§ **Sayfa Metni**:
= = = = = = =

Yerel seçimlere bir aydan az bir zaman kala tüm siyasiler 31 Marta kilitlendi.
İktidarın değişmesini sağlayacak bir genel seçim olmamasına karşın, bu yerel seçim sonuçları birçok siyasi partide dengeleri değiştirecek.
Bunu bildikleri için liderler ve çevresindeki kadrolar, daha çok parti içi iktidarı güçlendirmenin hesaplarını yapıyorlar. Aday belirlemede de bu düşünce egemen oldu ve yarın kendilerine parti içerisinde rakip olabilecek güçlü kişileri mümkün olduğunca elemeye, aday göstermemeye çalıştılar.
Oysa şu bir gerçek, seçim sonuçları nasıl olursa olsun, 1 Nisan Türkiye siyaset tarihinde bir dönemeç olacak.
Çok partili sistemden, giderek iki ya da üç partili bir sisteme geçişin izlerini taşıyan bu siyasi atmosfer, çok sürprizlere gebe görünüyor.
O nedenle, önümüzdeki günlerde değişecek bu yeni siyasal yapıya uygun pozisyon alması gereken siyasiler, henüz bunun pek farkında değiller gibi.
Farkında olanlar da daha şimdiden rakiplerini ekarte etmek için güç depolamaya çalışıyorlar.
Öyle sanıyorum, Türkiye belki de tarihinin en renkli ama bir o kadar da önemli seçimini yapıyor.
31 Martı kazasız atlatabilmek uğruna, pek de ilkeli olmayan, günü kurtarmaya yönelik yapılan ittifak ve işbirliklerinin kalıcı olup olmayacağını da seçim sonuçları belirleyecek.
Eğer Cumhur ittifakını geriletebilecek etkide bir seçim başarısı kazanabilirse, Millet ittifakını daha ilkeli ve pratik temellere oturtacak bir işbirliği ve hatta yeni siyasi organizasyonlar gündeme gelebilir.
Örneğin; İstanbul ya da Ankara Büyükşehirlerinden birini CHP alırsa, hele de buna Adana, Mersin, Antalya, Bursa gibi bazı iller katılabilirse, en azından Cumhur ittifakı yeniden sorgulanır hale gelecektir. Bu başarılamaz ve hatta, CHP nin elindeki Muğla, Aydın, Eskişehir gibi önemli kalelerden biri kaybedilirse; işte o zaman Millet ittifakı ve özellikle de CHP de kazan kaynamaya başlar.

= = = = = = =

§ **Verilen Bilgiler**:
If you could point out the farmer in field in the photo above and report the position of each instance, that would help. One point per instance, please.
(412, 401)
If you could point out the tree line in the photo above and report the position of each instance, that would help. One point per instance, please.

= = = = = = =

§ **Yazılı İstek**:
Yerel seçimleri konu alan metinde "Yerel seçimlere bir" ifadesinden "sürprizlere gebe görünüyor." ifadesine kadar olan bölümü hiçbir değişiklik yapmadan tekrarlayın. Liste, metinden bağımsız ayrı bir malzemedir.

§ **Görevin Çözümü**:
Yerel seçimlere bir aydan az bir zaman kala tüm siyasiler 31 Marta kilitlendi.
İktidarın değişmesini sağlayacak bir genel seçim olmamasına karşın, bu yerel seçim sonuçları birçok siyasi partide dengeleri değiştirecek.
Bunu bildikleri için liderler ve çevresindeki kadrolar, daha çok parti içi iktidarı güçlendirmenin hesaplarını yapıyorlar. Aday belirlemede de bu düşünce egemen oldu ve yarın kendilerine parti içerisinde rakip olabilecek güçlü kişileri mümkün olduğunca elemeye, aday göstermemeye çalıştılar.
Oysa şu bir gerçek, seçim sonuçları nasıl olursa olsun, 1 Nisan Türkiye siyaset tarihinde bir dönemeç olacak.
Çok partili sistemden, giderek iki ya da üç partili bir sisteme geçişin izlerini taşıyan bu siyasi atmosfer, çok sürprizlere gebe görünüyor.